* Short task: Write the next part of the ten-step planning guide below, starting after its final sentence and leaving the data that follows it aside.

How to Plan Almost Anything in 10 Easy Steps

Do you need to plan a party, holiday, a business, your work task or your whole year? If you don’t know where to start, I’ll explain a simple method you can use to outline and plan just about anything. It’s also useful to figure out if your idea is doable or it needs some adjusting. This article will give you needed resources and downloadable timetable prepared just for you.

Very often we have an idea, problem or set of information obstructing our thoughts and we feel blocked by them. There are situations when you are overwhelmed, you need to finish a task but you just can’t grasp it at the moment. The common examples of this come from work situations, but believe it or not one of those stress triggers is your wedding for example. So whatever it is, keep calm, there is a method you can use to get yourself sorted. If you think it’s goofy to take a piece of paper and plan something by writing it down, just do it anyway and you don’t have to show it to anyone. Just let this tool help you, use it and move on.

Over time I’ve even noticed I started thinking in this organized way. For example, if there was a problem people would contact me about, I would find it easy to see the solution or at least logical step to the solution.

So let’s start, bit by bit, I’ll shortly explain each element of the plan.

The problem 

This is where you ask yourself what are you solving. What is the reason you need to make this plan? Are there more causes, which is the true one you need to deal with? For example if you are planning the wedding, the problem you could be facing is:

How to give the best possible reception for a tight budget and/or in a short deadline?

Now you know what your priority to deal with is. So your focus is on quality, budget and time-frame. This calls for some creativity, trust me, I did it.

Objectives

Now you want to set one general objective – the ideal situation you are striving to, but remember this is the one you don’t have to pressure yourself to complete 100%. It is there to set your direction.

Example overall objective: Give the elegant and fun wedding for 5000 Euros budget in three months time.

Than make some specific objectives to help you out:

Specific objective 1: Find an elegant but affordable theme for the wedding;

Specific objective 2: Find the venue which fits into the budget, maximum 3000 Euros, 50 guests;

Specific objective 3: Finish all preparations in 2 months and 10 days.

Expected results 

These will help you know whether you are successfully going towards your objectives. Expected results are the picture you want to see at the end.

Example: Excellent atmosphere on the wedding, Venue reflects our personalities, Budget respected, Guests give excellent feedback.

Activities

Now following each specific objective outline the activities that need to be done in order to reach them. Try to order them in the way they are going to be realized.

People involved/target group/beneficiaries

Who is your plan for, who will be the end user? In this case you, your husband and guests.

Resources/budget

Plan the money here; use the list or the chart. Break it down to individual expense. What do you need that you don’t have to buy, but can borrow or you already have somewhere? What kinds of human resource support do you need- what can your friends and family do?

Timetable

Put it all in a timeframe. On one side list all the activities, on the other give these activities a calendar and who is in charge of what information. This is a very helpful tool.

* Given data:
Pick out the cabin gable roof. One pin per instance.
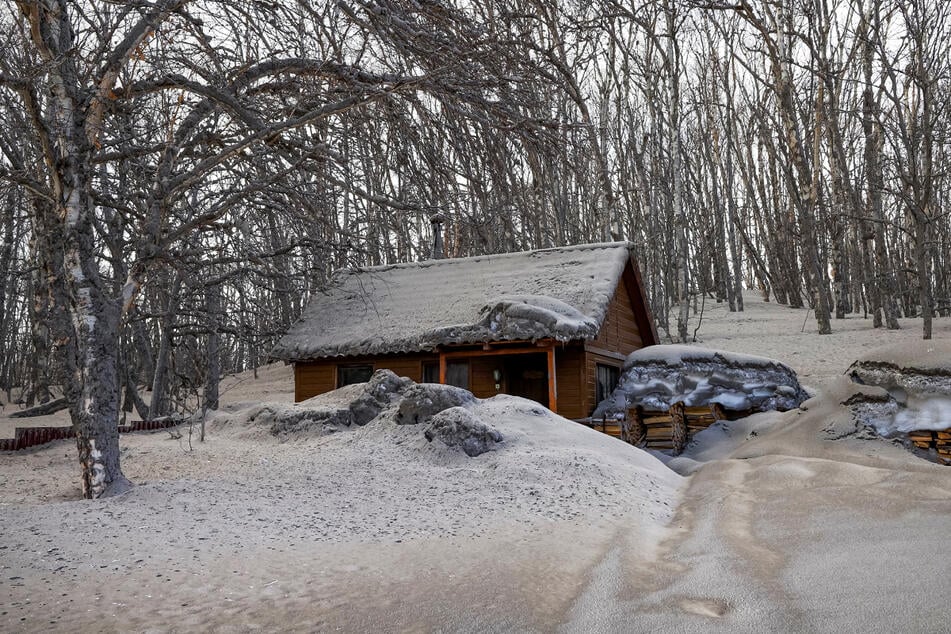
(561, 293)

* Answer to this task:
Timetable planning
Timetable

Outputs 

Which help you measure success/indicators – Remember results we mentioned above? Well how will you know you’ve reached them? For our wedding example it’s easy, people will approach you, thank you, smile and you’ll know the feedback. If your project is a workshop of some kind, you might want to make a questionnaire for the end of it, so that users could rate it and say their opinion.

Sustainability

Will the effects of your project stay? Or will they vanish as if you never did anything? Thinking about this early enough might help you decide whether to go with it at all. In the wedding example, you’ll always have the memories, so will your family. There will be stories, photos, video to share to new generations, so huge emotional value. You might want to consider the impact on your budget and will you be able to handle it.

In case of the workshop, people who attended it will gain the knowledge and experience.

Evaluation and monitoring

Who will say if everything went right? Who will check up on things once more before the big day? You’ll need to know how the venue and catering services went when you sit down with the service providers to pay.

Once you do this, or just part of this, if only the timetable with budget, you’ll get the needed confidence to continue or you’ll have the better understanding about your idea.

So go on, plan on and don’t stress about it.

About the Author

Sanja Ivandic

Sanja Ivandic is one of the Co-Founders of Outside Multicultural Magazine. Sanja relocated to Ireland from Bosnia and Herzegovina. Inspired by the Sligo Intercultural Project she managed for a while, as well as her work in various NGOs such as LEDA and World Vision, this Magazine was born.

Sanja wrote for several magazines, enjoys every form of writing, be it poems, case studies or prose. Her special skills lie in marketing. Currently she is an Employment Advisor. You can get in touch with Sanja by emailing her on: outsidemagazine20@gmail.com

Sanja’s words on multiculturalism: “Multiculturalism for me is a synonym for humanity. Being diverse and similar at the same time is who we are and we must never forget it. Remembering this evokes respect, love, and peace, so we must keep reminding ourselves about the word multicultural”.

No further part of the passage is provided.